- EXERCISE DIRECTIONS -
Write out the listing beneath this instruction in its entirety, exactly as it reads.

[Data records]
-----
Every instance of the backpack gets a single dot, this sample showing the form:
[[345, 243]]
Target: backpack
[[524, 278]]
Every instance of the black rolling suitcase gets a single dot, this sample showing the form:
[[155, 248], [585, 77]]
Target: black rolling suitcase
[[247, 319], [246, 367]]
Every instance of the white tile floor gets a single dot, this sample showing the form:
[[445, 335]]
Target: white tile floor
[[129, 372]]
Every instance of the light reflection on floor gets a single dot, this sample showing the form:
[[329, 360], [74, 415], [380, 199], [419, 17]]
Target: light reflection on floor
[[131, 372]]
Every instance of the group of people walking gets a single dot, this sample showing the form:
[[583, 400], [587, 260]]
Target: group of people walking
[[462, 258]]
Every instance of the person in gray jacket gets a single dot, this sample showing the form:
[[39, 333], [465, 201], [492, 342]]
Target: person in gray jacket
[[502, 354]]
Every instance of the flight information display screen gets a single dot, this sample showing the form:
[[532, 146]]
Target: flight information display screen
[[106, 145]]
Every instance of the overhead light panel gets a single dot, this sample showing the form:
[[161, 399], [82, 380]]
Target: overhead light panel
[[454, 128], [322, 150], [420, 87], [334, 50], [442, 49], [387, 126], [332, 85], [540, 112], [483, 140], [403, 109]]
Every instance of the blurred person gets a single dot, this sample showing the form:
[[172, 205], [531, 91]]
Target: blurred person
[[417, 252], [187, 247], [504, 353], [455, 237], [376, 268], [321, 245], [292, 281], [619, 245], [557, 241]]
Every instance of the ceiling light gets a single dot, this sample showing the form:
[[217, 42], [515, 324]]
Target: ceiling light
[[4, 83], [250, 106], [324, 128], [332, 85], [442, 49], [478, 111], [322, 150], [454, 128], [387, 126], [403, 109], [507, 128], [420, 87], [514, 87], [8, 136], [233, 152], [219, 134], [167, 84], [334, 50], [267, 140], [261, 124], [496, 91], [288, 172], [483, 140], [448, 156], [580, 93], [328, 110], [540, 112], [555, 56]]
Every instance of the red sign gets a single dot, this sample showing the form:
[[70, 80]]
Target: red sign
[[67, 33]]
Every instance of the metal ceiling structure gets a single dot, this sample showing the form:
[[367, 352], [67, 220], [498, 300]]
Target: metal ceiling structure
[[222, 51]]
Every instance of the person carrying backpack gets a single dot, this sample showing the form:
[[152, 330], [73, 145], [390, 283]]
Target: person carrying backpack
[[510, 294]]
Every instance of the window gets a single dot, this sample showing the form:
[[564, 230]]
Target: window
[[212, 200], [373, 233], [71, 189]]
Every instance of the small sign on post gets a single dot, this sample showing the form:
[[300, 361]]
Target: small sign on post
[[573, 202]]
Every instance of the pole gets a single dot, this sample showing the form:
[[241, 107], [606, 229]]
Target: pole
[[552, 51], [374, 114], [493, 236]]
-----
- REPLY -
Every instance of the backpack gets a single dot, this sample showing the form:
[[345, 243]]
Target: backpack
[[524, 278]]
Every instance of the black rolling suitcase gets a single dot, this sample showing the form:
[[155, 248], [585, 77]]
Target: black rolling suitcase
[[247, 319], [246, 367]]
Every instance of the white tile floor gets a single dot, this sample showing the form:
[[445, 335]]
Target: white tile floor
[[129, 372]]
Every instance of the light reflection on floor gets a single dot, this sample showing the form:
[[329, 360], [74, 415], [380, 199], [419, 17]]
Target: light reflection on floor
[[131, 372]]
Every instance of the group of people walking gets a single dot, this sample showing the form:
[[583, 400], [587, 260]]
Target: group of people walking
[[462, 258]]
Every instance of the person in gray jacket gets a single dot, this sample showing the form:
[[39, 333], [465, 201], [492, 342]]
Target: person in gray jacket
[[502, 354]]
Every instance of the flight information display screen gets a single dot, this sample showing the form:
[[532, 146]]
Target: flight information display screen
[[106, 145]]
Every instance of the overhead light panel gets a single dot, this sample showing the form:
[[161, 399], [82, 380]]
Target: overhead light panel
[[454, 128], [322, 150], [420, 87], [334, 50], [442, 49], [387, 126], [332, 85], [540, 112], [483, 140], [403, 109]]
Every instance of the blurred person gets a single dot, this sample showing the form:
[[172, 205], [531, 91]]
Target: blurred person
[[417, 252], [187, 247], [504, 353], [455, 237], [376, 268], [321, 245], [292, 281], [619, 245], [557, 241]]
Every instance of the ceiling light gets a single dot, this sample showing the form:
[[217, 42], [515, 324]]
Target: ceiling light
[[4, 83], [250, 106], [324, 128], [332, 85], [442, 49], [478, 111], [322, 150], [454, 128], [387, 126], [403, 109], [507, 128], [420, 87], [514, 87], [8, 136], [233, 152], [219, 134], [167, 84], [334, 50], [267, 140], [261, 124], [496, 91], [288, 172], [483, 140], [448, 156], [580, 93], [328, 110], [540, 112], [555, 56]]
Every instance of the red sign gets a single dot, this sample showing the form:
[[70, 80]]
Target: red sign
[[67, 33]]
Every instance of the metal ceiling structure gets a single dot, this sample showing the form:
[[367, 352], [67, 220], [498, 300]]
Target: metal ceiling structure
[[222, 51]]
Every instance of the person carrying backpack gets a single dot, this sample showing the form:
[[152, 330], [73, 145], [390, 283]]
Target: person carrying backpack
[[510, 294]]
Every instance of the window gets a single dot, this sample showing the form:
[[564, 230]]
Target: window
[[212, 200], [373, 233], [71, 189]]
Every instance of the small sign on post gets a single dot, this sample showing the form:
[[300, 361]]
Target: small sign on post
[[573, 202]]
Every instance of the pole gets a single dot, this sample showing the form:
[[241, 107], [606, 229]]
Target: pole
[[552, 51], [374, 114], [493, 236]]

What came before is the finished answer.